Task 1 →
According to the book teaser below, how long can Ember stay wherever she teleports before she returns to her bed?
+++ Given text
The Vanishing Girl Teaser
The Vanishing Girl is coming out in exactly three weeks. For those of you who don’t know much about it, here’s the book’s description:
In honor of it’s release, I wanted to share with you all a teaser from the book:
Every
night after Ember Pierce falls asleep, she disappears. She can teleport anywhere
in the world—London, Paris, her crush’s bedroom—wherever her dreams lead her. Ten
minutes is all she gets, and once time’s up, she returns to her bed. It's a
secret she’s successfully kept for the last five years. But now someone knows.
A
week after her eighteenth birthday, when frustratingly handsome Caden Hawthorne
captures her, delivers her to the government, and then disappears before her
eyes, Ember realizes two things: One, she is not alone. And two, people like
her—teleporters—are being used as weapons.
Dragged
off to a remote facility where others like her live, Ember’s forced to pair up
with her former captor, Caden, to learn how to survive inside until she can
escape. Only Caden’s making escape seem less and less appealing.
But
even as Ember falls for the boy who got her into this mess, she knows that she
is running out of time. Because the government has plans for those like her,
and those plans might just cost her, her life.
In honor of it’s release, I wanted to share with you all a teaser from the book:
“You know, I’m still angry with
you,” I said casually as Caden adjusted my grip.
The seconds ticked by, and I almost
thought Caden had missed what I said. Then he walked around me and leaned into
my ear. “Only because you finally met someone who’s your match.”
++++++
+++ Supplied material
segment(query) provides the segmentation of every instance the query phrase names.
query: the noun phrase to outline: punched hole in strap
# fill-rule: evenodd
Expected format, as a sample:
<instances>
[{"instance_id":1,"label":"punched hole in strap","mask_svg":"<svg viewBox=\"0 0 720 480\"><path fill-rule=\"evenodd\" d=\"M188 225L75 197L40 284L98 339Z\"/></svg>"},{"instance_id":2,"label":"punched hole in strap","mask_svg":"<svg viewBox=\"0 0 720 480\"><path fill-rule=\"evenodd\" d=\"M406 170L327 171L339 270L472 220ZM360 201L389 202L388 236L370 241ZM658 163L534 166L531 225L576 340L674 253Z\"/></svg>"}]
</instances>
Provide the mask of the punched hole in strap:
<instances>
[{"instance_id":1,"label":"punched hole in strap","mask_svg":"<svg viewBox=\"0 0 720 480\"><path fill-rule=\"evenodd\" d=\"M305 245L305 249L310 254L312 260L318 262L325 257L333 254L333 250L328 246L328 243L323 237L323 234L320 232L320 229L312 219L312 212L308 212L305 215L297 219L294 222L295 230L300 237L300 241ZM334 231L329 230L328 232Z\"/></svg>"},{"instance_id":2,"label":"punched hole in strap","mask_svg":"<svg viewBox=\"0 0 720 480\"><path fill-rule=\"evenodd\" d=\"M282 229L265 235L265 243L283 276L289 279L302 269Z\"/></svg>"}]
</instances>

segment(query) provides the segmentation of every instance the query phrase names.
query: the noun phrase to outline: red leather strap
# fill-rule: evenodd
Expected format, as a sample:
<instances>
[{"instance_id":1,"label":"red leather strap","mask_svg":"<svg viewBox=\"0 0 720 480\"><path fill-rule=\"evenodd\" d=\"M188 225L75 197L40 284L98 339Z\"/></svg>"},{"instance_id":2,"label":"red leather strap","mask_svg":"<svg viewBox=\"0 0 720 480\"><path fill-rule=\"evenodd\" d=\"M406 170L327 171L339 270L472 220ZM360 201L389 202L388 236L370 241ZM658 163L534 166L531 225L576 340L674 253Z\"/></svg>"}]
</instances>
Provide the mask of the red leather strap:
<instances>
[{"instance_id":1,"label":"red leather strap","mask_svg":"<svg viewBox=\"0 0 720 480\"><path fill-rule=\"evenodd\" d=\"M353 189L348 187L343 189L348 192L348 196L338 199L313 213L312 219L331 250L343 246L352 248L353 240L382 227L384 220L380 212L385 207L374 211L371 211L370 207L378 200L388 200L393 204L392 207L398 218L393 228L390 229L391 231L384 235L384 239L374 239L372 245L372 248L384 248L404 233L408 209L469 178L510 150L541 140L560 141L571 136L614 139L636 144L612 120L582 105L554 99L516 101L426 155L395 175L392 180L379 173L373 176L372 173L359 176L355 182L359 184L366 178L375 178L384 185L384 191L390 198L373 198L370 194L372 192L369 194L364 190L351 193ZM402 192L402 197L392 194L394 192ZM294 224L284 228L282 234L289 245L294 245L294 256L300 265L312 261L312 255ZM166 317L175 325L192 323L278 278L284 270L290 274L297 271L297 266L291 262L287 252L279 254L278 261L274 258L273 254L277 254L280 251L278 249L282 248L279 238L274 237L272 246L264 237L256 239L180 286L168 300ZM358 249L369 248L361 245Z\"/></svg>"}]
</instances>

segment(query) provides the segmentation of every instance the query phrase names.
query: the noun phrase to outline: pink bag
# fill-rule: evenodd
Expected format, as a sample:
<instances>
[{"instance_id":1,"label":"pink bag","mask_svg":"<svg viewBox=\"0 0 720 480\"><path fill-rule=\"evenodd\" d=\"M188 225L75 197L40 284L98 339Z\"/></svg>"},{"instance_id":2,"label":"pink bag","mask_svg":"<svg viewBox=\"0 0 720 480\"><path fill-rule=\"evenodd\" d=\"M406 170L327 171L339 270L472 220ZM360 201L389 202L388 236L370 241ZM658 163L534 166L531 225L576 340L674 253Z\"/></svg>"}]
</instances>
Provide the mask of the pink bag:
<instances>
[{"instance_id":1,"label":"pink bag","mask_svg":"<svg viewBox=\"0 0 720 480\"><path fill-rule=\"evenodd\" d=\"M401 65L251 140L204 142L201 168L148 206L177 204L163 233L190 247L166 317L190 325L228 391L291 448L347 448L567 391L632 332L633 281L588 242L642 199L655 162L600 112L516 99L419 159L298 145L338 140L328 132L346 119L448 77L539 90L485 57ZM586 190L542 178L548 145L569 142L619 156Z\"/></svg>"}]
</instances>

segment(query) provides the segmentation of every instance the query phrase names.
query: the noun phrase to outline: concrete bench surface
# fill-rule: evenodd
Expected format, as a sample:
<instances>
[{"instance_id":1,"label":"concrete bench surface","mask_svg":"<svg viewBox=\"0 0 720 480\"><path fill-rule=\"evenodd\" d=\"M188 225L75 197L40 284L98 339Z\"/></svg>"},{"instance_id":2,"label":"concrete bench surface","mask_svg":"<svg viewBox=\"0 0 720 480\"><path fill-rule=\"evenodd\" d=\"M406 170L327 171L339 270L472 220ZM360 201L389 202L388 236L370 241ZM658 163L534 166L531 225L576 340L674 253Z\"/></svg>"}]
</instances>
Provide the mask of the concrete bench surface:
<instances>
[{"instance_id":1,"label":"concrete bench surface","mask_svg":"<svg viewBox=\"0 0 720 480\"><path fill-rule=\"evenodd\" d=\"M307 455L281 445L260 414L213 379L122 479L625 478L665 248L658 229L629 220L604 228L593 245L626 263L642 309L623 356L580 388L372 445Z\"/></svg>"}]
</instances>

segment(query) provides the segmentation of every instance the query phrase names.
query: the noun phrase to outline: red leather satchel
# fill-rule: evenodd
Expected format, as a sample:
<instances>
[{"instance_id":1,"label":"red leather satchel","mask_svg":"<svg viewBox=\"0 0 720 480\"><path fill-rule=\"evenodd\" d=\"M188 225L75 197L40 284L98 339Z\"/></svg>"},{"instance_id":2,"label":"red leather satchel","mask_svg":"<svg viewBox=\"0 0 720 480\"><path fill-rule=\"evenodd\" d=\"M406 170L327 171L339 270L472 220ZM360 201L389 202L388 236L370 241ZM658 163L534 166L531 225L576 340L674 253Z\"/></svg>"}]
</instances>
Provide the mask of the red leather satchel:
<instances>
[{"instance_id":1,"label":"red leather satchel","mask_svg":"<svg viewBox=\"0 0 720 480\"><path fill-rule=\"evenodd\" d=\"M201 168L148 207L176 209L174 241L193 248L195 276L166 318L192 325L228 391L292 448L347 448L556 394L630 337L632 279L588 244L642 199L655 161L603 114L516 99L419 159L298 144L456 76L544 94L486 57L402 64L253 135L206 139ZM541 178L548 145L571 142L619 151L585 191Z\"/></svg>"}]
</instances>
++++++
Task 2 →
List every line of the records above that contains the word "noun", treating uppercase and lowercase as different.

Right answer 1 →
Ten minutes.

Right answer 2 →
query: the noun phrase to outline: punched hole in strap
query: the noun phrase to outline: red leather strap
query: the noun phrase to outline: pink bag
query: the noun phrase to outline: concrete bench surface
query: the noun phrase to outline: red leather satchel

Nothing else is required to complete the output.